EXERCISE TASK:
Put the entries below into a Markdown table with the columns Row and Line, one row per line and blank lines omitted. Leave the pictures out of the table.

MATERIAL TO PROCESS:
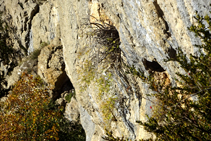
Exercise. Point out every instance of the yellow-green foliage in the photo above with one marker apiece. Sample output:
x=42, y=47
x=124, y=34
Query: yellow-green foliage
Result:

EXERCISE OUTPUT:
| Row | Line |
|---|---|
| 1 | Exercise. Point out every instance of the yellow-green foliage in the photo above with one marker apiece. Sample output: |
| 2 | x=42, y=47 |
| 3 | x=124, y=34 |
| 4 | Query: yellow-green foliage |
| 5 | Result: |